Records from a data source
>> START

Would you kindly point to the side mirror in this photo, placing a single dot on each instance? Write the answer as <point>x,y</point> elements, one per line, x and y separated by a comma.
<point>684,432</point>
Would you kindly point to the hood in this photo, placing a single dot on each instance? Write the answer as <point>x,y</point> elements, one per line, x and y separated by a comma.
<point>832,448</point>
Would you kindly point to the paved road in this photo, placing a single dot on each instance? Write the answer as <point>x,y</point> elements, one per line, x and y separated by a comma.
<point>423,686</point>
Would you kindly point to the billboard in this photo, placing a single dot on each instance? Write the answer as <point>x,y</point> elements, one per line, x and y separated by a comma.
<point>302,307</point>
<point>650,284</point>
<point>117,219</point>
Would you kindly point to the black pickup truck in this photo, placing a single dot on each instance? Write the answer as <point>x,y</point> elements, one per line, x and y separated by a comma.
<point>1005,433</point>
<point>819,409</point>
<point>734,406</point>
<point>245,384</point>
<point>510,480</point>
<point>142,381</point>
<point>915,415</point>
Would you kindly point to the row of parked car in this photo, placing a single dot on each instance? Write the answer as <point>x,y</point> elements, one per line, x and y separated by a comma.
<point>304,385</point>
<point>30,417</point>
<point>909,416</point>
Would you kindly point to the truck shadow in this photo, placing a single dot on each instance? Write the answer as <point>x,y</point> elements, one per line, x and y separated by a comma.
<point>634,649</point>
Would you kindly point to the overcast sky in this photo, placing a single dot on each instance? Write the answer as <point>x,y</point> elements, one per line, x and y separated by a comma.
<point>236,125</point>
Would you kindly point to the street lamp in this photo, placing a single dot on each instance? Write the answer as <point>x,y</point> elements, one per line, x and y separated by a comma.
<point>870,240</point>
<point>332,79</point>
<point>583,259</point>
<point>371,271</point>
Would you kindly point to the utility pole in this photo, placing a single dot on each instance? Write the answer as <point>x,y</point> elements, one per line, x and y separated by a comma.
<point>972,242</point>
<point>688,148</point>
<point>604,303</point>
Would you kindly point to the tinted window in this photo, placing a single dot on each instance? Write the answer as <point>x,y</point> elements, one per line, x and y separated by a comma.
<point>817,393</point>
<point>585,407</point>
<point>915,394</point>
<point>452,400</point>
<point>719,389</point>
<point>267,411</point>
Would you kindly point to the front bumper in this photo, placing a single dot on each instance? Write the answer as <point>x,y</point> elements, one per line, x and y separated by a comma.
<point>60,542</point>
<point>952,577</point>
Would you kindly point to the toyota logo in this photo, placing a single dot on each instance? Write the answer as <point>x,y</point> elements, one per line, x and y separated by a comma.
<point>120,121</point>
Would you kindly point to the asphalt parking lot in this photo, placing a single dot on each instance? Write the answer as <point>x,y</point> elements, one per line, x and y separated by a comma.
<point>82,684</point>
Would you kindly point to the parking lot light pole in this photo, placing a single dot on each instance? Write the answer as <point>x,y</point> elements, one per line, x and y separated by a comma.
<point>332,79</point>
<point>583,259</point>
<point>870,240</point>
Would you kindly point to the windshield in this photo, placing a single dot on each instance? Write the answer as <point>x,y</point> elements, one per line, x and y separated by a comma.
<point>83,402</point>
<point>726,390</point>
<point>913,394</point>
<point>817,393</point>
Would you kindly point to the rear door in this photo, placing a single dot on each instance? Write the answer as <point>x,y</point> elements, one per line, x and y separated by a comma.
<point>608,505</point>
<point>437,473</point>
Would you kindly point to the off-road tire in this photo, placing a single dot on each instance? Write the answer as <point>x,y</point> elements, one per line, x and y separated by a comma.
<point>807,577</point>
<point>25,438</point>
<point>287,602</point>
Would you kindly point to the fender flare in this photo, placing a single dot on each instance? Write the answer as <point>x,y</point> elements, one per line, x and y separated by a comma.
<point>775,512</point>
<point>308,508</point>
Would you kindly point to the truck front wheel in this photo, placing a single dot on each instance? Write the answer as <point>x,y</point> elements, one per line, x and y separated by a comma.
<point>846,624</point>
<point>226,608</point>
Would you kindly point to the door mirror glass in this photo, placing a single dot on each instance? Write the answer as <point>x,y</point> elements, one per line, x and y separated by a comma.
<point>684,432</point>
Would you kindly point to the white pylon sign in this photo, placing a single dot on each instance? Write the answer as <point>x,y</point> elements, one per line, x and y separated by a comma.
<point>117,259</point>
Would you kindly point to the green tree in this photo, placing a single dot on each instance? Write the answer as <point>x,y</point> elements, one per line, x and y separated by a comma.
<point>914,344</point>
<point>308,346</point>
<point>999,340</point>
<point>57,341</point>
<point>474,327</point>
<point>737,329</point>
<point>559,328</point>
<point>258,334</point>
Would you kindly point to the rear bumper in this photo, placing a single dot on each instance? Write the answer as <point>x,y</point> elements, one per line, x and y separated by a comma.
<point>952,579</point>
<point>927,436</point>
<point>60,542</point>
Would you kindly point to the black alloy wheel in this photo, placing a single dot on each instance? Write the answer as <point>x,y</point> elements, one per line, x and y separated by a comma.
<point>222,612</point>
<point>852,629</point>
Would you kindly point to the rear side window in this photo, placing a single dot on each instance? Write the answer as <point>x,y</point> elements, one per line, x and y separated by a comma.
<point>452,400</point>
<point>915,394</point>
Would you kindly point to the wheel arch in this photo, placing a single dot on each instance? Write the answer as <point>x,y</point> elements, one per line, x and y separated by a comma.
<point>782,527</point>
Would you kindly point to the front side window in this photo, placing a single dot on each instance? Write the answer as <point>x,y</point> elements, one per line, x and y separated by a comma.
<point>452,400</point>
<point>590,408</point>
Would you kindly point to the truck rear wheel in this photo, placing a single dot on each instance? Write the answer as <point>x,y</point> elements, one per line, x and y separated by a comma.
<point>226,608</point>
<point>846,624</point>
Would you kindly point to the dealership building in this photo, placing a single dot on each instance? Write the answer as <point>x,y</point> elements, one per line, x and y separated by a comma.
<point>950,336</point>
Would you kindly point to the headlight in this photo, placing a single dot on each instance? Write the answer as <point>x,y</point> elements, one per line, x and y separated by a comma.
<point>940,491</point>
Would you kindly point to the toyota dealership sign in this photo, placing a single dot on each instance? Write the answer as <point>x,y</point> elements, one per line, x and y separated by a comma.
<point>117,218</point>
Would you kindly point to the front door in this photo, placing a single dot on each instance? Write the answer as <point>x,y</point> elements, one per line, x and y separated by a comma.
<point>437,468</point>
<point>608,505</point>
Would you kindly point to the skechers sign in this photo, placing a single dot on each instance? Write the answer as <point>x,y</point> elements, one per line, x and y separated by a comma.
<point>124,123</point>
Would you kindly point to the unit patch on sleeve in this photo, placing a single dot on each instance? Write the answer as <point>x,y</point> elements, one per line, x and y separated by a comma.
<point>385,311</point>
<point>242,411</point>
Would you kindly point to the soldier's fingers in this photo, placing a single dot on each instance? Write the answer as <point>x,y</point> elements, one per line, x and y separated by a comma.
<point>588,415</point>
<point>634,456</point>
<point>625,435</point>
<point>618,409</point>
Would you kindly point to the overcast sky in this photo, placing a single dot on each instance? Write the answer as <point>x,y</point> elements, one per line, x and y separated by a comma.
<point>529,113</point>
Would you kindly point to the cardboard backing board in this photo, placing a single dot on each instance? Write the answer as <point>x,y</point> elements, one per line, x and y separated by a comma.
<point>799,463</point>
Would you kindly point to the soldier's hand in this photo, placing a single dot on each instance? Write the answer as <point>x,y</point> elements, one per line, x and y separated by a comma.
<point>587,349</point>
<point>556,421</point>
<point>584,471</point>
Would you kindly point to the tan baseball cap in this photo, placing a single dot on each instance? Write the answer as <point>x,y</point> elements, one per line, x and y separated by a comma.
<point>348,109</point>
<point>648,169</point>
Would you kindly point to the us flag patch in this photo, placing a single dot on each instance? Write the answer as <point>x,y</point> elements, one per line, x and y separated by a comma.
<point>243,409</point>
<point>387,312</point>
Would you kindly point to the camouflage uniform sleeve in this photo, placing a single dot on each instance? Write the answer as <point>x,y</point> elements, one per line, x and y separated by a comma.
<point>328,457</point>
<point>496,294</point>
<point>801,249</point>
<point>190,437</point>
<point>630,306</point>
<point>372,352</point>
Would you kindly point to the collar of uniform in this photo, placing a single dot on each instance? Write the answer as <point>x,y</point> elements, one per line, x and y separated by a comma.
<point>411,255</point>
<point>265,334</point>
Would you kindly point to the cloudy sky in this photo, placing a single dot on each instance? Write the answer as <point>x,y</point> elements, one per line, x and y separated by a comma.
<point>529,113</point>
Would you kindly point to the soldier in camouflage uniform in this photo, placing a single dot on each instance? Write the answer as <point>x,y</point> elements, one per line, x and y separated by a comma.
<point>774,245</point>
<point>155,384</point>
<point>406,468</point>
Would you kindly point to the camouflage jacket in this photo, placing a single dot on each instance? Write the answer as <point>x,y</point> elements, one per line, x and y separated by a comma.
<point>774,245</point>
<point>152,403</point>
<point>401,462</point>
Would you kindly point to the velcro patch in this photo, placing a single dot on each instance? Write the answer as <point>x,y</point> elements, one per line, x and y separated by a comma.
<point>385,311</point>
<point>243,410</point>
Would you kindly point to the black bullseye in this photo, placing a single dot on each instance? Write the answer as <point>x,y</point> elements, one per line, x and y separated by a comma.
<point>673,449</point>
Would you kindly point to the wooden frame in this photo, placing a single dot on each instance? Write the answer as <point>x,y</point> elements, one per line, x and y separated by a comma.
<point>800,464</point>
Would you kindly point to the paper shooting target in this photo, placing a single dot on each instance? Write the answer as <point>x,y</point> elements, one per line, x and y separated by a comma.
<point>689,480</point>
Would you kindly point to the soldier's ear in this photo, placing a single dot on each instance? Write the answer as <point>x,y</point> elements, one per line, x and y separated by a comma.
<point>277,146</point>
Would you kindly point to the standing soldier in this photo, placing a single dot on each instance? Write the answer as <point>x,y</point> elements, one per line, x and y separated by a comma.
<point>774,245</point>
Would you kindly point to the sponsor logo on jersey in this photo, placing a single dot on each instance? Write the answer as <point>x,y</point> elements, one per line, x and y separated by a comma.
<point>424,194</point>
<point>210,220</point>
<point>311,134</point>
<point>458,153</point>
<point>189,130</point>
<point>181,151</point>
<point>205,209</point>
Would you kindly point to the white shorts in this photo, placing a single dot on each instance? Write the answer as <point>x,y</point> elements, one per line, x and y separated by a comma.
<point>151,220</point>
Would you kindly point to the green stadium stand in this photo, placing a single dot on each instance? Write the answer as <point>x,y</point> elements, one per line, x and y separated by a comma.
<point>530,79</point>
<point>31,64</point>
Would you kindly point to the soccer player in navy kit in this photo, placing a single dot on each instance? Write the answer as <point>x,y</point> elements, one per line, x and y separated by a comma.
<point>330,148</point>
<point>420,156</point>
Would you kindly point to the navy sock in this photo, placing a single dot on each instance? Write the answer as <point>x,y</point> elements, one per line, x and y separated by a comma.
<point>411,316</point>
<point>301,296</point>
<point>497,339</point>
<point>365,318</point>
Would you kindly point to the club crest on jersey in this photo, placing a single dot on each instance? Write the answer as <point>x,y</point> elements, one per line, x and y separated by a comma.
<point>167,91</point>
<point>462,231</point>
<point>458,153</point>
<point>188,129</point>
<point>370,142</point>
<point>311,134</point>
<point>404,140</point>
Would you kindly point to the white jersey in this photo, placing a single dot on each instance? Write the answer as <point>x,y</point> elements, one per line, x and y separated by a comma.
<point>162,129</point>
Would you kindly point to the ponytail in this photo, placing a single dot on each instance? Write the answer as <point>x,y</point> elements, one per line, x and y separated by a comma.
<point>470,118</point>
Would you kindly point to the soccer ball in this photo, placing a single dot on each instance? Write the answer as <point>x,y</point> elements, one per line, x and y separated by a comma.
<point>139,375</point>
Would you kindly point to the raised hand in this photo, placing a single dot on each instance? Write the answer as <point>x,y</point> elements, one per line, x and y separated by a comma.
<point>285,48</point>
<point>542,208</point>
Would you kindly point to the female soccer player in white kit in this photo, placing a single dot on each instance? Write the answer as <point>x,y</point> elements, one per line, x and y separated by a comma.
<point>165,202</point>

>> END

Directions:
Repeat only the lines from the one holding "Would you kindly point to the ponytail" through the last line of the data.

Completed exercise:
Would you kindly point to the ponytail in this photo, placing a single dot on each instance? Write the answer as <point>x,y</point> elements, one per line, x and y separated by a comma.
<point>470,118</point>
Would you kindly point to the soccer ball in this photo, placing a single dot on each instance? Write the answer as <point>x,y</point> elements, one per line, x and y separated by a comma.
<point>139,375</point>
Would you kindly point to the raised hand in this photo, placing a single dot on each instance? Write the answer as <point>x,y</point> elements, one per line, x and y separated by a comma.
<point>285,48</point>
<point>542,208</point>
Would you kindly point to the female soccer player in white kit in this photo, placing a single dot on each instance? Write the answer as <point>x,y</point> elements, one per line, x and y separated by a comma.
<point>165,202</point>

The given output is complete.